— Begin RECORDS PROVIDED —

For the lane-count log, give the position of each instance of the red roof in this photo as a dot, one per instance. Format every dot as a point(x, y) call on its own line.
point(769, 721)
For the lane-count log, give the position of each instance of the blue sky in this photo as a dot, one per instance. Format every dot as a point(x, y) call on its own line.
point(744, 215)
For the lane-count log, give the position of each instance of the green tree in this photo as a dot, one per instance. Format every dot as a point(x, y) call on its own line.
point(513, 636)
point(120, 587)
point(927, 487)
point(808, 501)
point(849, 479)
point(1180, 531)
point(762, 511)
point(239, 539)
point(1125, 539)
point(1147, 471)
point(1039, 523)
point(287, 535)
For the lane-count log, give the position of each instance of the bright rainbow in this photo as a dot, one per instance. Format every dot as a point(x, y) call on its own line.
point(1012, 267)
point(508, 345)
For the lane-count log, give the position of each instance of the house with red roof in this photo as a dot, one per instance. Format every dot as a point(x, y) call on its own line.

— End RECORDS PROVIDED —
— Begin RECORDS PROVIDED —

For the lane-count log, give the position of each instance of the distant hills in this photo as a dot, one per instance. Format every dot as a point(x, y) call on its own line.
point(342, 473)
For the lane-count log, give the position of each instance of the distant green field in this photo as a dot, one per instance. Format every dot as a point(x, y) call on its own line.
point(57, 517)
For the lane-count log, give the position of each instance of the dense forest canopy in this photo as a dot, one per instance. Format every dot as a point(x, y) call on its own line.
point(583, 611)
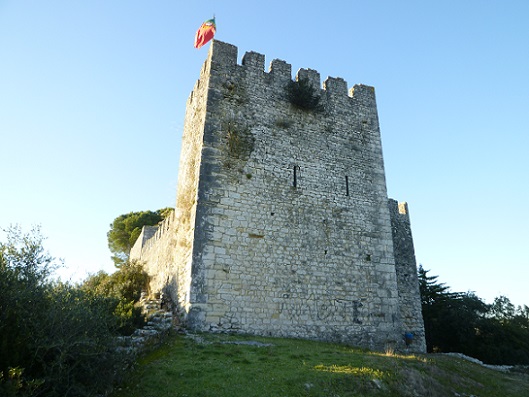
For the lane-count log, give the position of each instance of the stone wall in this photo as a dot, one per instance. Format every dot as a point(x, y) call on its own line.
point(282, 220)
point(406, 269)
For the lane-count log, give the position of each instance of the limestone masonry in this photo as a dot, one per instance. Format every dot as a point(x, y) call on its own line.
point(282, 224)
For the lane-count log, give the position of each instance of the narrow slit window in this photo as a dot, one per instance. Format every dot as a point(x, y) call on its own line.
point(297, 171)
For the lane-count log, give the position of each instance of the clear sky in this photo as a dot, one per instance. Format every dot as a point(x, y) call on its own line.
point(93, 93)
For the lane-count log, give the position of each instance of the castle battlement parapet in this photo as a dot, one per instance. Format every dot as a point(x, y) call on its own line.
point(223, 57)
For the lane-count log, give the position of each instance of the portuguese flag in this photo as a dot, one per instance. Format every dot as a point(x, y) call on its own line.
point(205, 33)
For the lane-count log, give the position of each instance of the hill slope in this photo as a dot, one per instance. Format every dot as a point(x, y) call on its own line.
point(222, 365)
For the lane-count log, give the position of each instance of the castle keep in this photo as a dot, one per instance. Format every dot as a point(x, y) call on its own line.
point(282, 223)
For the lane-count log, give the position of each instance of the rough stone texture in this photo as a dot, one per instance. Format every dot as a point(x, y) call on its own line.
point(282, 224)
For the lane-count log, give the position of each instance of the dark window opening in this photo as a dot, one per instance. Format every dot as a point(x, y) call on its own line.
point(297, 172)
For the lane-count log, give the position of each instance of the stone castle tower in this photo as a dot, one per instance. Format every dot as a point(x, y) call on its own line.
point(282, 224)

— End RECORDS PROVIDED —
— Begin RECORDS PROVIDED —

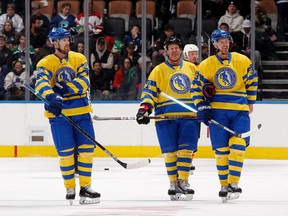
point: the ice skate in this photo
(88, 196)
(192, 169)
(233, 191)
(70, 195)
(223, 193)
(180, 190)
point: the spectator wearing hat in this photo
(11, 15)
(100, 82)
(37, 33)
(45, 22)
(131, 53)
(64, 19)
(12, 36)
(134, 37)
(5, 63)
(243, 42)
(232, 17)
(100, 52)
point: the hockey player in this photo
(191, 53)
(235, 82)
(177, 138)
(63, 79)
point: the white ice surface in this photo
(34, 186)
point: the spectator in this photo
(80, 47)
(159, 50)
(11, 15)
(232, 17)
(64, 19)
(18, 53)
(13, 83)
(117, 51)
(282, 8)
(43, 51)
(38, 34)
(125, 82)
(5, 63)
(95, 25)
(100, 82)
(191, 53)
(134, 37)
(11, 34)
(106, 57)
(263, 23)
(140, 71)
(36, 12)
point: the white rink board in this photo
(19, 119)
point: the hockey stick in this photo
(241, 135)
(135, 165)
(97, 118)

— End RECORDS PROVIDED —

STATED PROBLEM - Update the rows from the line with "the distant hills" up to and including the line with "point(205, 33)", replacing "lane-count log" with "mapping log" and leaving everything else unchanged. Reproduce only those rows, and omit the pictures from your answer.

FINISHED EXERCISE -
For the mapping log, give the position of each instance of the distant hills in this photo as a dot, one per instance. Format every dot as a point(x, y) call on its own line.
point(342, 473)
For the mapping log, give the position of each instance of the distant green field in this photo as a dot, one per instance. Format every dot as a point(x, y) call on its own line.
point(57, 517)
For the mapping log, give the position of each instance of the dense forest canopy in this photo as a dot, one per instance. Format every dot as a point(x, y) call on its own line.
point(583, 611)
For the mapping log, give the position of each instance of the stone wall in this photo as a dot, one per instance. Format every dot as a point(x, y) call on its own line.
point(282, 220)
point(406, 269)
For the mapping log, give the position of each instance of the limestone masonry in this photo as a dot, one per instance. Format every dot as a point(x, y) call on its own line.
point(282, 224)
For the mapping log, give the position of each instance of the narrow slit window in this photo as a dot, one per instance. Format every dot as a point(x, y) call on its own line.
point(297, 171)
For the mapping log, give the position of each instance of the clear sky in this photo as a dot, one per instance. Format every dot as a point(x, y) call on its own line.
point(93, 93)
For the mapping log, give the position of each instance of the castle battlement parapet in this photo as a dot, one per instance. Format every dot as a point(x, y) call on its own line.
point(223, 57)
For the mapping log, give the position of each instance of the portuguese flag in this photo as a dot, one per instance. Format every dot as a point(x, y) call on its own line.
point(205, 33)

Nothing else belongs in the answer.